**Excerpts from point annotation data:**
----
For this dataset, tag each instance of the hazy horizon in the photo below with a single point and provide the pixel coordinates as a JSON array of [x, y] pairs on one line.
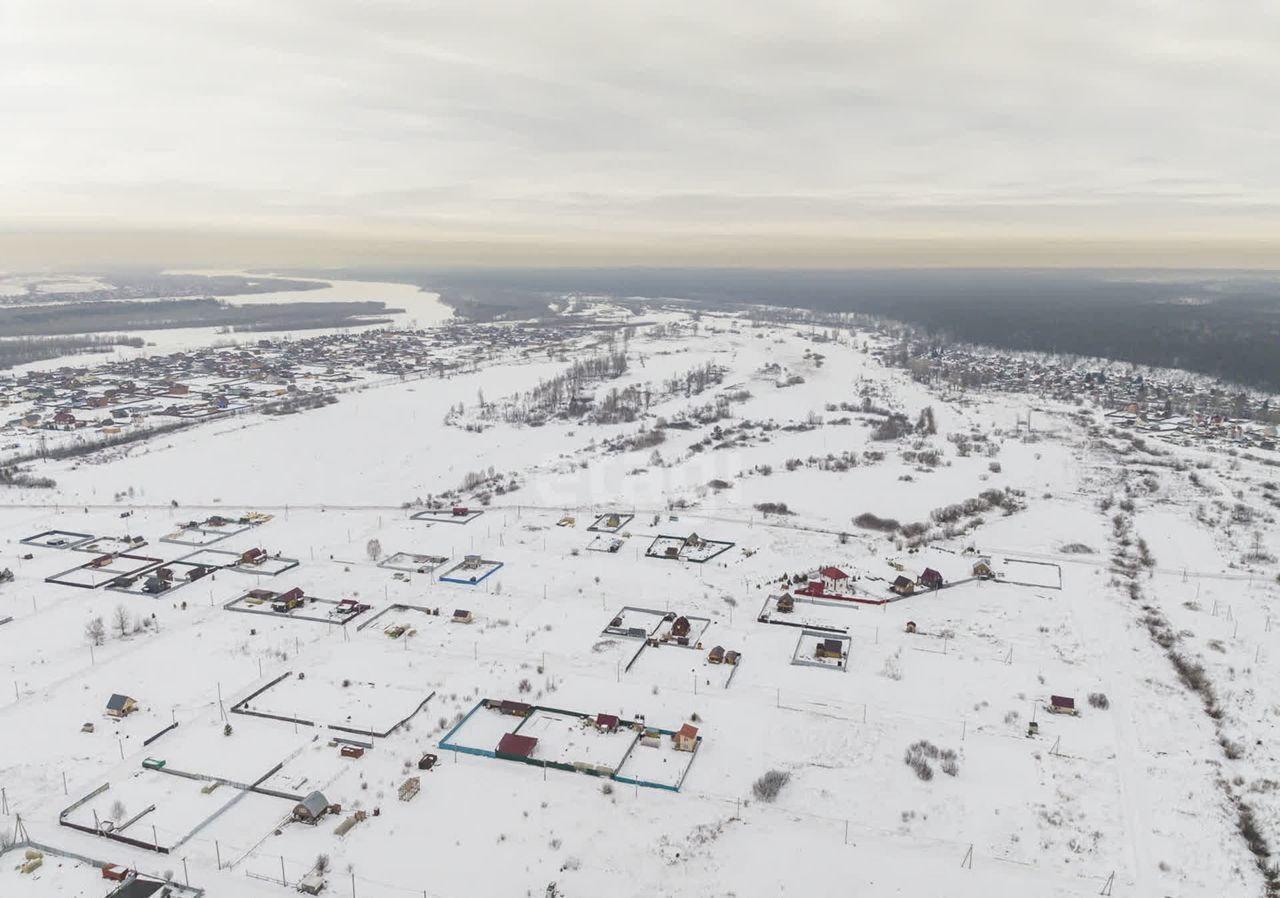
[[819, 134]]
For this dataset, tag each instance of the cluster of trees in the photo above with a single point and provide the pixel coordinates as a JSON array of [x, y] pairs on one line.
[[562, 394]]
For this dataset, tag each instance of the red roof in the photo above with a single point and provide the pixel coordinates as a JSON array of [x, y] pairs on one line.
[[515, 743]]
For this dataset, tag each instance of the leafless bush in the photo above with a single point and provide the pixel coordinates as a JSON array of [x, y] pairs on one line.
[[768, 786]]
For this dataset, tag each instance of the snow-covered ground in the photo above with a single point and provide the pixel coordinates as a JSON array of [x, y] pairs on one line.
[[1142, 789]]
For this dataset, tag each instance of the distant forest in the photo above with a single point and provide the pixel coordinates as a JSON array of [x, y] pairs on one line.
[[90, 317], [159, 285], [1223, 322]]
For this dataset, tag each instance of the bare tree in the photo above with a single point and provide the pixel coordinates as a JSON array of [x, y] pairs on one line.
[[120, 619], [95, 631]]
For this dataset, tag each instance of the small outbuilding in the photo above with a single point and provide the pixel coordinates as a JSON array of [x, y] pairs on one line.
[[311, 809], [1061, 705], [516, 746], [120, 706], [830, 649]]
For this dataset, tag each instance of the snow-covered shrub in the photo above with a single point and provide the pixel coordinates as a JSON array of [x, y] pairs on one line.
[[768, 786]]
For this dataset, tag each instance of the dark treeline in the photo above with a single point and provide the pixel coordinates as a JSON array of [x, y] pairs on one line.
[[163, 314], [159, 285], [23, 349], [1223, 324]]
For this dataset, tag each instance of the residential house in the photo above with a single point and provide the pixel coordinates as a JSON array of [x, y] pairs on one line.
[[120, 706], [931, 580]]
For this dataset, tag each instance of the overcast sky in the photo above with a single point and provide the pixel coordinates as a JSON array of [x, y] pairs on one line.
[[608, 131]]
----
**EXERCISE:**
Render the lines of the listing above, from the line containing "For this dataset, tag each instance of the small" through the end, as a JSON list of strings with one string per line and blank lines omitted.

**TASK ANSWER:**
[
  "For this dataset, tag each instance of the small outbuilding in the photo above with a single point and provide the pixel coordinates as a JSON array of [x, y] pairs on one line.",
  "[[311, 809], [1061, 705], [516, 746], [120, 706], [830, 649]]",
  "For this dataset, tag each instance of the snow-covered shrub in the photo above with a single point and provide the pixel coordinates as a JSON array of [x, y] pairs on one line.",
  "[[768, 786]]",
  "For this dataset, tag each instance of the dark treeline in the photo above with a single point and provide the pixel coordinates as a JSON array of [x, y] pairs on one line.",
  "[[163, 314], [159, 285], [23, 349], [1223, 324]]",
  "For this dataset, tag each instance of the residential house in the photo above with a single point and provide the pixel coordinates as a JSON array of [x, y] pairs on one line.",
  "[[120, 706], [931, 580]]",
  "For this dataset, tag each instance of the overcast sky in the photo above with a single point and provide the pixel coordinates as a JSON array of [x, y] pairs on one line.",
  "[[608, 131]]"
]